→ **SUPPLIED INFORMATION**:
* * * * * * * * *

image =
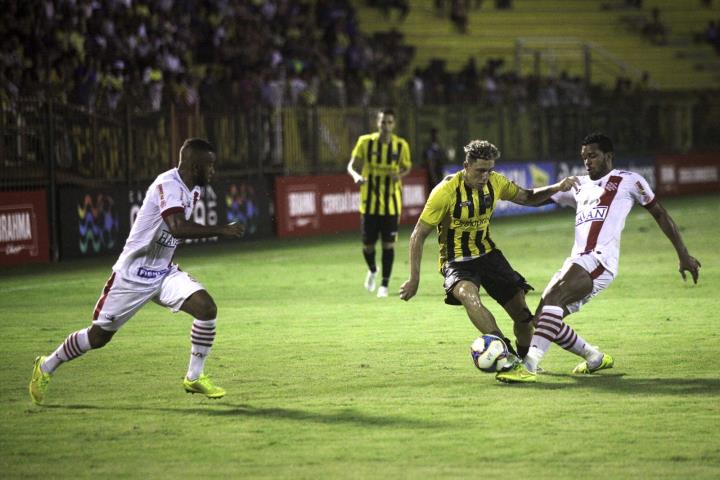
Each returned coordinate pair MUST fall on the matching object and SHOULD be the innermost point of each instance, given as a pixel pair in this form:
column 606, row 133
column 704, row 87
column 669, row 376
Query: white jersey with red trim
column 601, row 207
column 150, row 247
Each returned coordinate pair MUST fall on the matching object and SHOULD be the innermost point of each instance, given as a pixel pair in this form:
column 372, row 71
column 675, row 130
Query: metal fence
column 45, row 144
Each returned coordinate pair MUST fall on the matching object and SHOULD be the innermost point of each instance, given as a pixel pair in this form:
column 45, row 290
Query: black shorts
column 492, row 271
column 383, row 226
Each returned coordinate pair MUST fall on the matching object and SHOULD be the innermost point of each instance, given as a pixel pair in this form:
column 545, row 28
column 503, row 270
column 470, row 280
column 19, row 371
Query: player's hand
column 408, row 289
column 234, row 229
column 690, row 264
column 567, row 183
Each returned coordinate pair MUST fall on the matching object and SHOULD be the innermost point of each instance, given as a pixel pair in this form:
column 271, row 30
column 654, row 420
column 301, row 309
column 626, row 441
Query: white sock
column 549, row 325
column 202, row 336
column 592, row 355
column 75, row 345
column 532, row 359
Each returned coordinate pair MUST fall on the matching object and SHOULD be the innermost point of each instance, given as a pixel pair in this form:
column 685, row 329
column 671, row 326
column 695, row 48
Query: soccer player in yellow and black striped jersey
column 378, row 163
column 460, row 208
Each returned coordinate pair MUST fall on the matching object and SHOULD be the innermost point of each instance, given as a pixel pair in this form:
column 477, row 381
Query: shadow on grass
column 621, row 383
column 346, row 416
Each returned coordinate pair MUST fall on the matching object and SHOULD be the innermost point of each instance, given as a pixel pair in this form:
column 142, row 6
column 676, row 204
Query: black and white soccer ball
column 490, row 354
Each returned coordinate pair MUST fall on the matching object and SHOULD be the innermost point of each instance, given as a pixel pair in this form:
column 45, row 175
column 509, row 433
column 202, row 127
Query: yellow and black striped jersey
column 380, row 194
column 462, row 215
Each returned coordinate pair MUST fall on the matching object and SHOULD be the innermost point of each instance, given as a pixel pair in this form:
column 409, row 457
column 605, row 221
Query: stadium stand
column 560, row 31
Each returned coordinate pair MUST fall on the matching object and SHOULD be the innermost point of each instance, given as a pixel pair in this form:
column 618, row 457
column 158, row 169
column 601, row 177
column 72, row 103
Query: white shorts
column 602, row 278
column 122, row 298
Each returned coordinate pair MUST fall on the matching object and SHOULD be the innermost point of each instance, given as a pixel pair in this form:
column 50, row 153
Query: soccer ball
column 490, row 354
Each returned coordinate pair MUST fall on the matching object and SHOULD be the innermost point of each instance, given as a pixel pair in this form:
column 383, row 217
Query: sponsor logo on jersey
column 611, row 186
column 472, row 223
column 596, row 214
column 167, row 240
column 148, row 273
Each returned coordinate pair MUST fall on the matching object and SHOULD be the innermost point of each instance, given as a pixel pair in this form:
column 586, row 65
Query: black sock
column 370, row 260
column 388, row 257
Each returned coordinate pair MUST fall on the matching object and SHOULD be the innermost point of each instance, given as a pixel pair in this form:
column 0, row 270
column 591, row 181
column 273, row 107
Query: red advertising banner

* * * * * * * * *

→ **ASSIGNMENT**:
Images are to be omitted; everything else in the records is to be transcribed exactly.

→ **TASK RESPONSE**:
image =
Each returned coordinate pair MUST fall on the matching object and SHOULD be the innermost point of each instance, given as a pixel pair in this form:
column 606, row 133
column 704, row 87
column 669, row 376
Query: white jersey with red trim
column 601, row 207
column 150, row 247
Each returned coordinate pair MUST fall on the matching object and SHOULD be the innermost point of each instance, given as a pixel pair in this form:
column 372, row 71
column 675, row 130
Query: metal fence
column 45, row 144
Each returned coordinate pair MUST fall on the matching object and SHOULD be the innermost point of each instance, given as a pixel pair in this form:
column 45, row 290
Query: black shorts
column 492, row 271
column 383, row 226
Each returned coordinate pair MUST fall on the matching object and SHOULD be the innermost point of each instance, given as a pixel pair in this form:
column 545, row 28
column 503, row 270
column 470, row 280
column 19, row 371
Query: player's hand
column 408, row 289
column 234, row 229
column 690, row 264
column 567, row 183
Each returned coordinate pair MUST fall on the matching object and SHOULD be the innermost point of each instance, given as a pixel pair in this form:
column 271, row 30
column 654, row 420
column 301, row 309
column 626, row 441
Query: white sock
column 549, row 325
column 202, row 336
column 592, row 355
column 75, row 345
column 532, row 359
Each returned coordinate pair MUST fall on the matching object and SHOULD be the innermost point of each instance, given as a pixel pair in this form:
column 685, row 329
column 671, row 326
column 695, row 48
Query: soccer player in yellow and black striped jersey
column 378, row 163
column 460, row 208
Each returned coordinate pair MUST fall on the matching object and SHOULD be the innermost point of each instance, given as a pixel pair in this form:
column 477, row 381
Query: shadow on grass
column 621, row 383
column 346, row 416
Each returned coordinate pair MUST fall on the matching object and SHOULD be the innermost point of each instance, given as a pixel pair in this form:
column 142, row 6
column 676, row 204
Query: black and white soccer ball
column 490, row 354
Each returned coordinate pair MUST fall on the matching object and SHOULD be the innermost point of each instance, given as a pixel pair in this form:
column 45, row 175
column 509, row 433
column 202, row 127
Query: yellow and black striped jersey
column 380, row 194
column 462, row 215
Each returned coordinate pair MUST fall on the matching object and SHOULD be the innermost point of each instance, given as a pixel pair in this form:
column 409, row 457
column 605, row 221
Query: stadium stand
column 560, row 31
Each returned coordinate pair MUST fall on the matching object and SHOULD be the innermost point of each instance, given as a pixel pair in this form:
column 618, row 457
column 158, row 169
column 601, row 177
column 72, row 103
Query: white shorts
column 602, row 278
column 122, row 298
Each returned coordinate pair MUST fall on the matching object and SHOULD be the innermost point of each instance, given as a pixel pair in this form:
column 50, row 153
Query: soccer ball
column 490, row 354
Each returned coordinate pair MUST fall on the matching object and SHOULD be the innermost point of each instance, given as a pixel pair in this form:
column 383, row 217
Query: sponsor logo on jersey
column 611, row 186
column 472, row 223
column 596, row 214
column 167, row 240
column 148, row 273
Each returned coordinate pair MUST fall on the matching object and SHOULD be the innermost point of each instance, given as a pixel pair in this form:
column 586, row 65
Query: black sock
column 370, row 260
column 388, row 257
Each returned coordinate pair MUST fall on the matching object and SHOULD be the innermost point of each instance, given as a pixel pair in this form:
column 0, row 270
column 591, row 181
column 273, row 107
Query: red advertising banner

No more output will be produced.